--- SUPPLIED DATA ---

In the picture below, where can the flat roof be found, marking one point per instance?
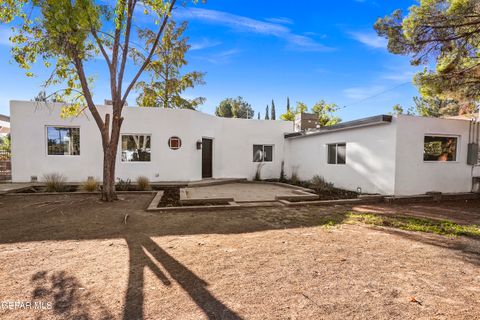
(370, 121)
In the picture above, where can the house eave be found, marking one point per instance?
(360, 123)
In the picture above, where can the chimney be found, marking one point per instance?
(306, 121)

---

# [STATED TASK]
Copy the listing above word for word, omitting the pictures.

# [ANSWER TO THIS EXERCISE]
In the picture below, where can the flat roof be found, marking one point per instance?
(370, 121)
In the picture above, where can the house eave be found, marking one point per instance?
(360, 123)
In the picture above, where can the chimney be found, marking one point per instance?
(306, 121)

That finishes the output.